(Extracted data entries)
━━━━━━━━
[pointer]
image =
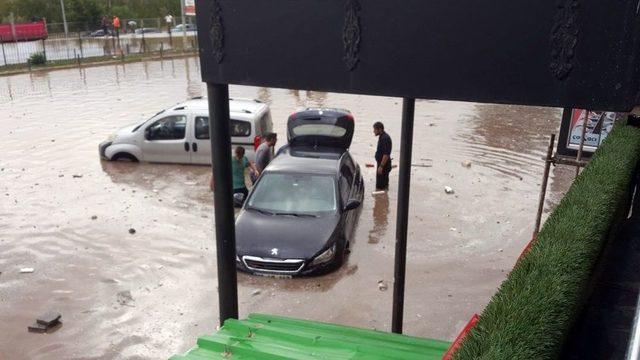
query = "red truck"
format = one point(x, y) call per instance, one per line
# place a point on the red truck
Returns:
point(27, 31)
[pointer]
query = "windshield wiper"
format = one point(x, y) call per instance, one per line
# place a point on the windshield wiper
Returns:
point(260, 210)
point(296, 214)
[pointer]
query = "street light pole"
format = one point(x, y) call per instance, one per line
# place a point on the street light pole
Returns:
point(64, 20)
point(184, 26)
point(66, 28)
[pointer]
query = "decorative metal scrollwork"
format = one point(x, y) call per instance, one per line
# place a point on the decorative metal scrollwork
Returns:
point(351, 34)
point(564, 38)
point(216, 31)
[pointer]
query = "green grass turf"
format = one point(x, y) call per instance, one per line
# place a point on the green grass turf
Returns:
point(532, 313)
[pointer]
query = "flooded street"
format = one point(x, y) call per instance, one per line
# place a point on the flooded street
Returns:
point(66, 214)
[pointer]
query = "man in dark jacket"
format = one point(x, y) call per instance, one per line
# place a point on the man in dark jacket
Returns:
point(383, 157)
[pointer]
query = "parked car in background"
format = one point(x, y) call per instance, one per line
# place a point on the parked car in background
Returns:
point(180, 134)
point(187, 27)
point(147, 31)
point(100, 32)
point(26, 31)
point(300, 217)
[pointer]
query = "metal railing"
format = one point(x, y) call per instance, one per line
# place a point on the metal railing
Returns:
point(140, 36)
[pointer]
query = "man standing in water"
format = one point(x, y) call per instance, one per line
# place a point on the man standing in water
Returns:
point(264, 153)
point(383, 157)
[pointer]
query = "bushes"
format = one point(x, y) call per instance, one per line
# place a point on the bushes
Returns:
point(532, 313)
point(37, 59)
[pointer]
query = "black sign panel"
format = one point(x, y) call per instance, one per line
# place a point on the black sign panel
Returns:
point(566, 53)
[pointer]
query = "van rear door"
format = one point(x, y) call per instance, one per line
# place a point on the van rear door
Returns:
point(321, 127)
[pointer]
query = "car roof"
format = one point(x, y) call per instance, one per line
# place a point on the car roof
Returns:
point(321, 160)
point(327, 111)
point(238, 106)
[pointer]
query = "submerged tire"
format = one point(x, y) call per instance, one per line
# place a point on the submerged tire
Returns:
point(124, 157)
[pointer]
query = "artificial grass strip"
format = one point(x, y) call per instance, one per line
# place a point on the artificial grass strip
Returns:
point(532, 313)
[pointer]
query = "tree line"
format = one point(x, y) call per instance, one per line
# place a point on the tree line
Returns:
point(86, 12)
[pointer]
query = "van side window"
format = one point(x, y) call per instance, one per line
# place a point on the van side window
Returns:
point(238, 128)
point(265, 123)
point(202, 127)
point(168, 128)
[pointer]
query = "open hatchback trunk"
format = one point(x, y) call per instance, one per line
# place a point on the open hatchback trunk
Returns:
point(321, 127)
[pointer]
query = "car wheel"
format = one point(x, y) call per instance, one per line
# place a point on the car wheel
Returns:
point(124, 157)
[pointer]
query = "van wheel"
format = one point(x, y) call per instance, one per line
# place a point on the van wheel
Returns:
point(124, 157)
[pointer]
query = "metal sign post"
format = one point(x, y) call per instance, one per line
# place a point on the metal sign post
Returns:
point(219, 134)
point(404, 184)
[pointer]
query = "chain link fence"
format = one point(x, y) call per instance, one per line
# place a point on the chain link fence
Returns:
point(82, 42)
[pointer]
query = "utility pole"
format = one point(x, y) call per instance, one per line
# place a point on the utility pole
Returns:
point(66, 28)
point(64, 20)
point(184, 26)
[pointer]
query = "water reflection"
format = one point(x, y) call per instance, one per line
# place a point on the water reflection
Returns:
point(380, 218)
point(264, 95)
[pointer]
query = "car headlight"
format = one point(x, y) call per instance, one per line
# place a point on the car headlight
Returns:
point(325, 257)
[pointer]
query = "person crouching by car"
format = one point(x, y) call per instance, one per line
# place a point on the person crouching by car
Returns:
point(239, 163)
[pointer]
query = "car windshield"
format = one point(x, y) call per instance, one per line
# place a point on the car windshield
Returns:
point(144, 122)
point(294, 194)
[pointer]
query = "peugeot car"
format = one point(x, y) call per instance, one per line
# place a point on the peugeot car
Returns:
point(300, 217)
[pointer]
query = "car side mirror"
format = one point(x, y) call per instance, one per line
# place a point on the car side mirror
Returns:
point(352, 205)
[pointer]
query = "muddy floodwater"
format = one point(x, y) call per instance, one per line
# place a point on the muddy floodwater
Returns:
point(148, 295)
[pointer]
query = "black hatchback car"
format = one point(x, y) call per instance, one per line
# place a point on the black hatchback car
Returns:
point(301, 215)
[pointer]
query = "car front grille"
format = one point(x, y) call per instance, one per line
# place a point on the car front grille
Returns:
point(288, 266)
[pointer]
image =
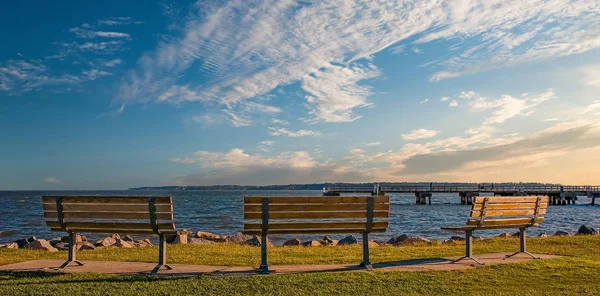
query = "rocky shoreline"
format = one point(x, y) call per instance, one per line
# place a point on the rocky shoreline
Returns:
point(201, 237)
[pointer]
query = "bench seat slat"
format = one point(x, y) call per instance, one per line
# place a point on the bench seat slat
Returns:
point(315, 215)
point(122, 231)
point(475, 227)
point(511, 221)
point(111, 215)
point(507, 213)
point(308, 231)
point(89, 207)
point(505, 206)
point(108, 199)
point(110, 225)
point(314, 225)
point(316, 207)
point(314, 199)
point(511, 200)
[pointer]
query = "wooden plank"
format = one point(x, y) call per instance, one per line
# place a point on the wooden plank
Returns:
point(475, 227)
point(88, 207)
point(513, 199)
point(507, 213)
point(306, 231)
point(110, 225)
point(121, 231)
point(315, 215)
point(316, 225)
point(316, 207)
point(108, 199)
point(314, 199)
point(511, 206)
point(110, 215)
point(490, 222)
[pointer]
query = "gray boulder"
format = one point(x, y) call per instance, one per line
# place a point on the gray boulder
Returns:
point(292, 242)
point(106, 242)
point(180, 239)
point(349, 240)
point(8, 232)
point(199, 241)
point(397, 239)
point(128, 238)
point(61, 246)
point(584, 230)
point(326, 241)
point(237, 238)
point(11, 246)
point(23, 242)
point(86, 246)
point(312, 243)
point(413, 241)
point(208, 236)
point(256, 241)
point(42, 245)
point(123, 244)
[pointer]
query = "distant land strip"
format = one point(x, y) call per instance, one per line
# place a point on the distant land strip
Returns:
point(320, 186)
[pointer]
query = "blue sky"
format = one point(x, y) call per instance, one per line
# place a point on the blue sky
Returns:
point(111, 95)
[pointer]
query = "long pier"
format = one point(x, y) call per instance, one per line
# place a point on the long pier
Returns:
point(559, 195)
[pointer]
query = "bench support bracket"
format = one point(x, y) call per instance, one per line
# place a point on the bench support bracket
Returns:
point(162, 255)
point(72, 250)
point(264, 267)
point(366, 262)
point(469, 248)
point(523, 245)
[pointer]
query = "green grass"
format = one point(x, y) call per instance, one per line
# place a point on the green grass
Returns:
point(577, 273)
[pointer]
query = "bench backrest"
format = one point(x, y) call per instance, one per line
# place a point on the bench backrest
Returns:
point(109, 214)
point(506, 211)
point(297, 214)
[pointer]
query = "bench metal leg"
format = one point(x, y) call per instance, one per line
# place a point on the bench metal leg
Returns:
point(469, 249)
point(366, 262)
point(264, 267)
point(162, 255)
point(72, 250)
point(523, 245)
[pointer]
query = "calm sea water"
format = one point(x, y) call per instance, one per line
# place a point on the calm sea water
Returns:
point(221, 212)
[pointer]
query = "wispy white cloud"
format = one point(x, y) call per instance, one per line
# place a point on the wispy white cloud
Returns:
point(591, 75)
point(420, 134)
point(551, 119)
point(279, 121)
point(507, 106)
point(371, 144)
point(592, 107)
point(278, 43)
point(112, 63)
point(265, 146)
point(118, 21)
point(89, 34)
point(280, 131)
point(94, 73)
point(398, 49)
point(51, 180)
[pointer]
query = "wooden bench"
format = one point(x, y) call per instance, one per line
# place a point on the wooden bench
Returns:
point(110, 214)
point(500, 213)
point(315, 214)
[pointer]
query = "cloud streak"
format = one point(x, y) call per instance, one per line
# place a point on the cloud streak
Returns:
point(322, 45)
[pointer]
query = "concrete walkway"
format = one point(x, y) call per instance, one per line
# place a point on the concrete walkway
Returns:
point(112, 267)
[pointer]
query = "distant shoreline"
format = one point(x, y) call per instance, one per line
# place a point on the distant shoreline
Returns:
point(315, 186)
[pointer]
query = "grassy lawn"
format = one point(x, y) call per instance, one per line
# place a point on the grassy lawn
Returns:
point(577, 273)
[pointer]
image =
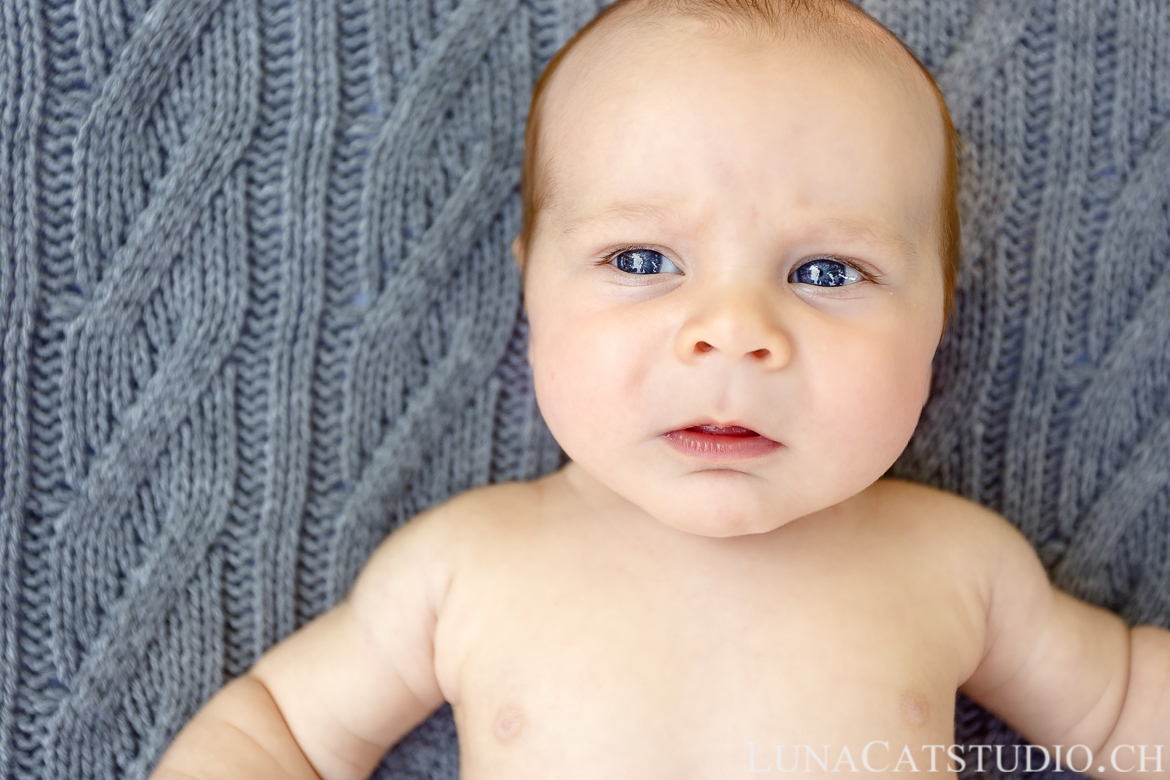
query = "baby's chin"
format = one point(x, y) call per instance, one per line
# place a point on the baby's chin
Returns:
point(723, 503)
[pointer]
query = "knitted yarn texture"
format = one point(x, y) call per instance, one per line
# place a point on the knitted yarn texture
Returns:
point(257, 308)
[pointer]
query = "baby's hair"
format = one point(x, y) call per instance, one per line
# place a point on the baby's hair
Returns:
point(759, 21)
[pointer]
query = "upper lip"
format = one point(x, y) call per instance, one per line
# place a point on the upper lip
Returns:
point(721, 423)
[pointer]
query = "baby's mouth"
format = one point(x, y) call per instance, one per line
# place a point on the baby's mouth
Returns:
point(730, 430)
point(710, 442)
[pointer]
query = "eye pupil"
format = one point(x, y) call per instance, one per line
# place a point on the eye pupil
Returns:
point(639, 261)
point(825, 273)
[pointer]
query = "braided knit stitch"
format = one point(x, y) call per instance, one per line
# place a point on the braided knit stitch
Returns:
point(257, 309)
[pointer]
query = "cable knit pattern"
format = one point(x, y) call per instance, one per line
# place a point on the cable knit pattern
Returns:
point(257, 309)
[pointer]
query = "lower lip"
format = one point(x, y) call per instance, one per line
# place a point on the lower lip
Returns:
point(720, 447)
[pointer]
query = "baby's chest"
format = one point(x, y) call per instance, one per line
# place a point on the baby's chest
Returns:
point(635, 677)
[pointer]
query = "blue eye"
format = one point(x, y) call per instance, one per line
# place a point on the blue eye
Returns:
point(642, 262)
point(825, 271)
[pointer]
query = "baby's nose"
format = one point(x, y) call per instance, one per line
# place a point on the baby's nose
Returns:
point(737, 325)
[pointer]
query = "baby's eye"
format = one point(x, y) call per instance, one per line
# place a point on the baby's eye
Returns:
point(642, 261)
point(825, 271)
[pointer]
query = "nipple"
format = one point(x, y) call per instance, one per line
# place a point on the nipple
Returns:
point(509, 723)
point(915, 709)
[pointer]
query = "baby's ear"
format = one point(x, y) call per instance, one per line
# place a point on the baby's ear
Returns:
point(518, 252)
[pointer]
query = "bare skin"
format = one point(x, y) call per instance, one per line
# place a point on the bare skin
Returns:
point(679, 601)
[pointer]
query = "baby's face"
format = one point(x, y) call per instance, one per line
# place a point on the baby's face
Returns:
point(737, 237)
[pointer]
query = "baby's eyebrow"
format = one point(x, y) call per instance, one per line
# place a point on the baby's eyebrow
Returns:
point(633, 212)
point(854, 229)
point(868, 233)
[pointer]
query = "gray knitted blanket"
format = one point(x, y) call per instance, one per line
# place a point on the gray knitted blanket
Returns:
point(257, 309)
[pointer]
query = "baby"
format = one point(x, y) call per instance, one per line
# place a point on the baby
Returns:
point(738, 246)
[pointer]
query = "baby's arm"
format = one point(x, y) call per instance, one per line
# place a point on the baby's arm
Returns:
point(331, 698)
point(1065, 672)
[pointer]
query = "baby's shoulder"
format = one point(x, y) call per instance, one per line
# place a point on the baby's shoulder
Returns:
point(472, 518)
point(945, 523)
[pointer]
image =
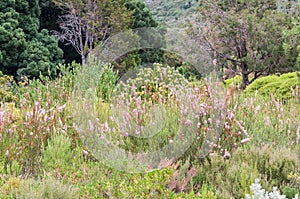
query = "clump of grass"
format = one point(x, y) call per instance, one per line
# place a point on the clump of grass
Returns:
point(48, 188)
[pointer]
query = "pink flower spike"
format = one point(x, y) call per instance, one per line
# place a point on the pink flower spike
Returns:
point(187, 122)
point(226, 154)
point(245, 140)
point(135, 112)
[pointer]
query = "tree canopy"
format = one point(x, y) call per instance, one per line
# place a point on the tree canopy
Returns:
point(24, 49)
point(244, 36)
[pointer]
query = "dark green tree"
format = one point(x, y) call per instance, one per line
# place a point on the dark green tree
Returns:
point(25, 50)
point(49, 20)
point(244, 36)
point(144, 19)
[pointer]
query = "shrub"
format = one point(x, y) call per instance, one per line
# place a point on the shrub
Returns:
point(235, 81)
point(58, 152)
point(232, 178)
point(259, 193)
point(6, 89)
point(153, 83)
point(48, 188)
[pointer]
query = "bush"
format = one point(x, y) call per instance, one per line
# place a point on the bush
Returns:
point(6, 89)
point(236, 82)
point(48, 188)
point(258, 192)
point(58, 152)
point(280, 86)
point(232, 177)
point(154, 83)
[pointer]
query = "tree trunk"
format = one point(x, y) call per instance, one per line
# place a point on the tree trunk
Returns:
point(83, 60)
point(245, 76)
point(245, 80)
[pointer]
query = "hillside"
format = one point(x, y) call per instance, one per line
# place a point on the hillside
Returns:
point(169, 12)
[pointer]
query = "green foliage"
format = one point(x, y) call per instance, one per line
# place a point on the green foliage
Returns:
point(7, 89)
point(290, 192)
point(291, 43)
point(107, 82)
point(229, 21)
point(258, 192)
point(57, 153)
point(235, 81)
point(48, 188)
point(26, 51)
point(280, 86)
point(151, 83)
point(232, 178)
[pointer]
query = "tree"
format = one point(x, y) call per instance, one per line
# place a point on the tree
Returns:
point(89, 23)
point(243, 36)
point(50, 14)
point(24, 50)
point(144, 19)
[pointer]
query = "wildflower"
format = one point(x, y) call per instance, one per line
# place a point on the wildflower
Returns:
point(187, 122)
point(135, 112)
point(60, 108)
point(257, 109)
point(227, 126)
point(245, 140)
point(209, 120)
point(137, 132)
point(226, 154)
point(267, 120)
point(198, 125)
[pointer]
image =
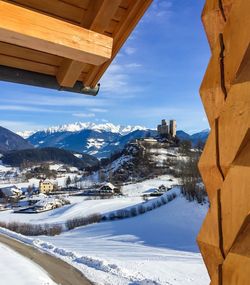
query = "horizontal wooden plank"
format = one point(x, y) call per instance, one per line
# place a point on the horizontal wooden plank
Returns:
point(57, 8)
point(27, 65)
point(29, 54)
point(98, 17)
point(51, 35)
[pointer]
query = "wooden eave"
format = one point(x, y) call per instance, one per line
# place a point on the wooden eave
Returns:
point(70, 41)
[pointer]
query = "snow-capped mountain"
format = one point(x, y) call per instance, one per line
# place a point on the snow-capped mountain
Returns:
point(79, 126)
point(100, 140)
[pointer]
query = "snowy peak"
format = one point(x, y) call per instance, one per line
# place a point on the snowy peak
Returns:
point(79, 126)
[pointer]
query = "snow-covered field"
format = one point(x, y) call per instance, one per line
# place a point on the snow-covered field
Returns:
point(147, 186)
point(16, 269)
point(155, 248)
point(79, 207)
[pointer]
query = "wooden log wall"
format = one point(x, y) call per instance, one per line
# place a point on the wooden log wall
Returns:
point(224, 238)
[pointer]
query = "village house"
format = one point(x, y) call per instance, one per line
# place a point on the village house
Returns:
point(10, 193)
point(46, 186)
point(108, 188)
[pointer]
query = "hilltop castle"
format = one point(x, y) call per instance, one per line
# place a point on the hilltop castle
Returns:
point(167, 128)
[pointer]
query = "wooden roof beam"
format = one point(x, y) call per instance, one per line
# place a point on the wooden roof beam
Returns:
point(37, 31)
point(96, 19)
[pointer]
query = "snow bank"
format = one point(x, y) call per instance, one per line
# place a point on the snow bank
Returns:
point(16, 269)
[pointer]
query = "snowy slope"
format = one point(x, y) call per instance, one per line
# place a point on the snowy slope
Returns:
point(155, 248)
point(16, 269)
point(79, 208)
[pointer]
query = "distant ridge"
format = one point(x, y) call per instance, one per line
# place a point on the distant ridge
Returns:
point(11, 141)
point(79, 126)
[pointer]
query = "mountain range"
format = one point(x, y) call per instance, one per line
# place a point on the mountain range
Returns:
point(99, 140)
point(11, 141)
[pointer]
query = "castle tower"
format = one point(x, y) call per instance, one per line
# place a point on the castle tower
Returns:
point(172, 128)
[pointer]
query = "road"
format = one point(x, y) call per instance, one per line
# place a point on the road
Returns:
point(59, 271)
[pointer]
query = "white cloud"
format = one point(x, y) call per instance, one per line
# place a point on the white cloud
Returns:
point(129, 50)
point(133, 65)
point(118, 80)
point(84, 115)
point(160, 9)
point(17, 126)
point(98, 110)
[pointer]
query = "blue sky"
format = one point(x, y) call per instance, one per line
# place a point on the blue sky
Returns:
point(156, 75)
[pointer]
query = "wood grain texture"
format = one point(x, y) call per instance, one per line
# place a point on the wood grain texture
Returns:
point(40, 32)
point(225, 162)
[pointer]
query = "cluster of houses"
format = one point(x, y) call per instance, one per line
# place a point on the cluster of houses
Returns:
point(13, 193)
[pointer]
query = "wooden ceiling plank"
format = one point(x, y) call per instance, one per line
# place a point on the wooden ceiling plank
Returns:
point(136, 11)
point(29, 54)
point(27, 65)
point(56, 8)
point(97, 19)
point(51, 35)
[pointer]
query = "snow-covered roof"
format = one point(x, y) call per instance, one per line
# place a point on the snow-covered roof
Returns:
━━━━━━━━
Exercise :: Substitute "wiper blade" for "windshield wiper" in the material, beginning with its first line and going on through the line with "point(296, 214)", and give those lines back with nothing else changed. Leave the pictures out of the answer.

The reply ::
[pointer]
image =
query = "red truck"
format = one point(x, y) call per instance, one per line
# place a point on the red truck
Returns:
point(27, 31)
[pointer]
query = "wiper blade"
format = one point(x, y) call per instance, one per line
# place a point on the wiper blade
Returns:
point(260, 210)
point(296, 214)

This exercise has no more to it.